SHORT EXERCISE: Rewrite all of the material below, replacing every "point out" with "locate" and leaving everything else unchanged. Omit the pictures from your answer.

DATASET CONTENT:

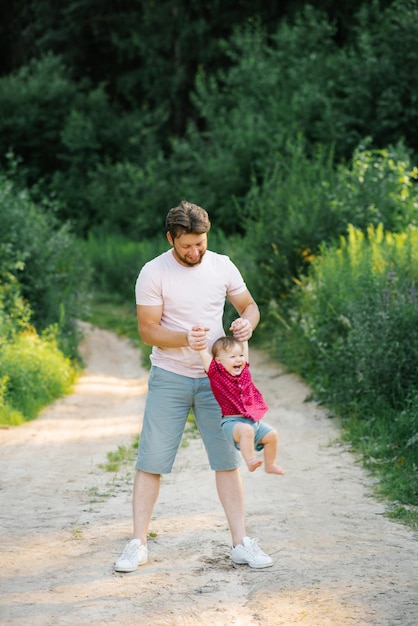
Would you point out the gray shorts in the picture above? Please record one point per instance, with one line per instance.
(169, 400)
(260, 429)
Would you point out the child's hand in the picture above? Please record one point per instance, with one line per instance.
(241, 329)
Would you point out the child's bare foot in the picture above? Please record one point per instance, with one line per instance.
(274, 469)
(254, 463)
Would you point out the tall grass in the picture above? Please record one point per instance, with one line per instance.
(352, 332)
(33, 373)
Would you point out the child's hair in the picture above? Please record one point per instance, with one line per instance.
(225, 343)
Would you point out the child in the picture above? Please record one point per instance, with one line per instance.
(242, 404)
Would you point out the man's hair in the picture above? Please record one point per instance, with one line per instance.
(225, 343)
(187, 218)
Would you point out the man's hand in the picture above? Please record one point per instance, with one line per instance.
(241, 329)
(197, 337)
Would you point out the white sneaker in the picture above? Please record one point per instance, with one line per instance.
(134, 554)
(250, 553)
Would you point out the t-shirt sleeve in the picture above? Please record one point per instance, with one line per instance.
(148, 290)
(236, 283)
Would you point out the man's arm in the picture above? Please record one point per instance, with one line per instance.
(153, 334)
(206, 358)
(249, 315)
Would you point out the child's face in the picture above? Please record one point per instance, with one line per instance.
(232, 360)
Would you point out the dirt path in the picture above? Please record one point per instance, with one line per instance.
(64, 520)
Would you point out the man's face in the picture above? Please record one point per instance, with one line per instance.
(189, 248)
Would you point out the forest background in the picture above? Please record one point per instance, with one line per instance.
(295, 124)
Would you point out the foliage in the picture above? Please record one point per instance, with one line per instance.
(99, 143)
(308, 201)
(33, 373)
(41, 254)
(14, 310)
(351, 331)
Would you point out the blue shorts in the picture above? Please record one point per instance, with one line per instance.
(169, 400)
(260, 429)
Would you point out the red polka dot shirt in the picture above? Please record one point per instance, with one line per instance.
(236, 395)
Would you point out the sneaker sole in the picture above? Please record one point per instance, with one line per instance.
(125, 570)
(254, 566)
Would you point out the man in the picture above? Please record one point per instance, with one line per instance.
(180, 299)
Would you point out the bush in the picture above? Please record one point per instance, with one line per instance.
(33, 373)
(45, 259)
(355, 322)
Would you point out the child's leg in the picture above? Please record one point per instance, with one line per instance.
(270, 442)
(244, 436)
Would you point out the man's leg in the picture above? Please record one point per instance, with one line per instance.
(145, 494)
(231, 495)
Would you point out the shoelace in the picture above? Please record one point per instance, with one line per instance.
(255, 547)
(131, 550)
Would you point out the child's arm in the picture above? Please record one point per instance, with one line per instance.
(246, 352)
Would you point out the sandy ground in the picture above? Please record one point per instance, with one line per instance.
(64, 520)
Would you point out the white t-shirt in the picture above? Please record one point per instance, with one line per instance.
(189, 295)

OUTPUT OF THE EXERCISE:
Would you locate the gray shorts in the picture above? Please record one point per instance, with one line per instance.
(169, 400)
(260, 429)
Would you locate the child's hand in the picture above? Please record one point per instance, with one line per instance.
(241, 329)
Would you locate the child's bare foot in the picture above? Please record one point per instance, with one line per instance.
(274, 469)
(254, 463)
Would you locate the tall grass in the picture above? Please record one point per instance, with one line per instance.
(352, 332)
(33, 373)
Would you locate the child's hair in the picture above? Please record one point per instance, with one line per instance.
(225, 343)
Would you locate the child in the picture above? Please record one point per instance, with one line per instance.
(242, 404)
Would you locate the man's hair in the picture above? Please record one point per instance, with one line per instance.
(225, 343)
(187, 218)
Would you locate the man's hand in the picture above? Please record one point per instance, with one line per instance.
(241, 329)
(197, 337)
Would you locate the white sneaker in the picture above? Please record one point per instance, with one line per instance.
(134, 554)
(250, 553)
Would you locate the t-shirt sleeve in the picture above? Please record one point per instance, with one line per instance.
(148, 290)
(236, 283)
Would you locate the man's arm in the picture above? Please record one point per instance, with one line per instance.
(153, 334)
(206, 358)
(249, 315)
Would you locate the child's face in the picture above? Please record one point per instance, with one line per instance.
(232, 360)
Would you locate the dirt path in the picture above? Please record one point per instance, with one line per instance.
(64, 520)
Would you locate the man's face in the picture above? Please record one point per instance, with one line per instance.
(189, 248)
Would you locate the forest background in the picture above? Please record one point per instance, with one line per instance.
(295, 124)
Would you locate the foliage in the picture above? Please record one point per instance, with one line per instance.
(99, 143)
(308, 201)
(33, 373)
(41, 254)
(14, 310)
(351, 331)
Would you locate the blue shorts in the picture above? Please record one point per instance, with one line per instance.
(169, 400)
(260, 429)
Would you locate the red polka dot shirt in the picture above? Please record one point per instance, with one line per instance.
(236, 395)
Would you locate the sneaker sole in the picture above? Please record one point per instance, with one line per instance.
(125, 570)
(254, 566)
Would you locate the man in the picture above? Please record one point per instance, with one line per instance.
(180, 299)
Would you locate the bush in the picture above? Please record one point per instance, with one line per instance.
(33, 373)
(45, 259)
(355, 322)
Would you locate the child's leg in the picture above? Please record one point per instance, with one line per instance.
(270, 442)
(244, 436)
Would you locate the man's leg in the picture above? Please record one point per instance, with one line per instance.
(145, 494)
(231, 495)
Would you locate the shoelace in the picture above? Please record one point per instance, with one line per instance.
(255, 547)
(131, 550)
Would you locate the child's arm in the picture above? Please record one point per instance, with one line per instance.
(246, 352)
Would you locate the sandy ground in the picture above? Please record one point per instance, with one line per instance.
(64, 520)
Would you locate the white t-shirt in the picture above? Please record one point per instance, with one line per instance.
(189, 295)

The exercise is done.